START Source excerpt
Edit: I sort of figured it out.
df.index = df['ArrivalDate']
Then, I can resample another column using the index.
But I'd still like a method for reconfiguring the entire column. Any ideas?
If you want new columns showing year and month separately you can do this:
df['year'] = pd.DatetimeIndex(df['ArrivalDate']).year
df['month'] = pd.DatetimeIndex(df['ArrivalDate']).month
or...
df['year'] = df['ArrivalDate'].dt.year
df['month'] = df['ArrivalDate'].dt.month
Then you can combine them or work with them just as they are.
The df['date_column'] has to be in date time format.
df['month_year'] = df['date_column'].dt.to_period('M')
You could also use D for Day, 2M for 2 Months etc. for different sampling intervals, and in case one has time series data with time stamp, we can go for granular sampling intervals such as 45Min for 45 min, 15Min for 15 min sampling etc.
You can directly access the year and month attributes, or request a datetime.datetime:
In [15]: t = pandas.tslib.Timestamp.now()
In [16]: t
Out[16]: Timestamp('2014-08-05 14:49:39.643701', tz=None)
In [17]: t.to_pydatetime() #datetime method is deprecated
Out[17]: datetime.datetime(2014, 8, 5, 14, 49, 39, 643701)
In [18]: t.day
Out[18]: 5
In [19]: t.month
Out[19]: 8
In [20]: t.year
Out[20]: 2014
One way to combine year and month is to make an integer encoding them, such as: 201408 for August, 2014. Along a whole column, you could do this as:
df['YearMonth'] = df['ArrivalDate'].map(lambda x: 100*x.year + x.month)
or many variants thereof.
I'm not a big fan of doing this, though, since it makes date alignment and arithmetic painful later and especially painful for others who come upon your code or data without this same convention. A better way is to choose a day-of-month convention, such as final non-US-holiday weekday, or first day, etc., and leave the data in a date/time format with the chosen date convention.
The calendar module is useful for obtaining the number value of certain days such as the final weekday. Then you could do something like:
import calendar
import datetime
df['AdjustedDateToEndOfMonth'] = df['ArrivalDate'].map(
lambda x: datetime.datetime(
x.year,
x.month,
max(calendar.monthcalendar(x.year, x.month)[-1][:5])
)
)
If you happen to be looking for a way to solve the simpler problem of just formatting the datetime column into some stringified representation, for that you can just make use of the strftime function from the datetime.datetime class, like this:
In [5]: df
Out[5]:
date_time
0 2014-10-17 22:00:03
In [6]: df.date_time
Out[6]:
0 2014-10-17 22:00:03
Name: date_time, dtype: datetime64[ns]
In [7]: df.date_time.map(lambda x: x.strftime('%Y-%m-%d'))
END Source excerpt
START Rows
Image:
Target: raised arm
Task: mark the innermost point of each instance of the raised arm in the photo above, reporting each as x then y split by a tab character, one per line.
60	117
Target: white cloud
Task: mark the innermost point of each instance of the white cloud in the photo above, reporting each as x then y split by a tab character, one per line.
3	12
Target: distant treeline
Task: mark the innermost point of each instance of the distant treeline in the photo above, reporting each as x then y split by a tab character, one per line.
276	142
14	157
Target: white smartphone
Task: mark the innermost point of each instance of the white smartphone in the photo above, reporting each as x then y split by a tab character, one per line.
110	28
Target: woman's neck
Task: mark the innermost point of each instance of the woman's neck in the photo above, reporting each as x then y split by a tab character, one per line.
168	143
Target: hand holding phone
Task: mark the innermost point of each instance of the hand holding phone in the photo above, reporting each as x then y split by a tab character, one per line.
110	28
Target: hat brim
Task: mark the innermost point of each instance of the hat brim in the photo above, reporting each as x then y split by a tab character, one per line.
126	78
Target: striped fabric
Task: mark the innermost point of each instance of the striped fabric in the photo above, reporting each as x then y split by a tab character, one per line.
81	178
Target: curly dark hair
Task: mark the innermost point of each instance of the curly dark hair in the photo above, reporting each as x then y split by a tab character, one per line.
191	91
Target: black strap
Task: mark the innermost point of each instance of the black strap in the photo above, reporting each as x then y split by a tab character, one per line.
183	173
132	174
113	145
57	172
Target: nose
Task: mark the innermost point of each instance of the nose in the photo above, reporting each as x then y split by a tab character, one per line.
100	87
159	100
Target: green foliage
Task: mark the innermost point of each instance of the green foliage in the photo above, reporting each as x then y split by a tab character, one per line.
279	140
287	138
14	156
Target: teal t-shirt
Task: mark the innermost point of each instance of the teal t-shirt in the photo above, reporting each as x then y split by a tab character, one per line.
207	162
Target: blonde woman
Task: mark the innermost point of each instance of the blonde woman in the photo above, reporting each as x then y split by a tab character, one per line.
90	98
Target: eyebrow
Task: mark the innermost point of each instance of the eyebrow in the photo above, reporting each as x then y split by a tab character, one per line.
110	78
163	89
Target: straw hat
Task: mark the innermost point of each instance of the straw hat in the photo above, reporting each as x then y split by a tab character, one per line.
END Rows
◆ **Task 1**: State whether each of the following statements agrees with the forum excerpt, answering yes or no and quoting the deciding words of the forum excerpt exactly: (a) the column passed to to_period must be in datetime format; (b) the datetime method is preferred over to_pydatetime; (c) the writer favors encoding year and month as a single integer such as 201408.
◆ **Task 2**: Rewrite the entries from the line containing "Target: nose" up to and including the final line of the entries as a Markdown table with the columns Nr and Line. Number the rows and leave out any blank lines.

◆ **Correct result 1**:
(a) Yes: "The df['date_column'] has to be in date time format."
(b) No: "#datetime method is deprecated"
(c) No: "I'm not a big fan of doing this, though"

◆ **Correct result 2**:
| Nr | Line |
|---|---|
| 1 | Target: nose |
| 2 | Task: mark the innermost point of each instance of the nose in the photo above, reporting each as x then y split by a tab character, one per line. |
| 3 | 100	87 |
| 4 | 159	100 |
| 5 | Target: green foliage |
| 6 | Task: mark the innermost point of each instance of the green foliage in the photo above, reporting each as x then y split by a tab character, one per line. |
| 7 | 279	140 |
| 8 | 287	138 |
| 9 | 14	156 |
| 10 | Target: teal t-shirt |
| 11 | Task: mark the innermost point of each instance of the teal t-shirt in the photo above, reporting each as x then y split by a tab character, one per line. |
| 12 | 207	162 |
| 13 | Target: blonde woman |
| 14 | Task: mark the innermost point of each instance of the blonde woman in the photo above, reporting each as x then y split by a tab character, one per line. |
| 15 | 90	98 |
| 16 | Target: eyebrow |
| 17 | Task: mark the innermost point of each instance of the eyebrow in the photo above, reporting each as x then y split by a tab character, one per line. |
| 18 | 110	78 |
| 19 | 163	89 |
| 20 | Target: straw hat |
| 21 | Task: mark the innermost point of each instance of the straw hat in the photo above, reporting each as x then y split by a tab character, one per line. |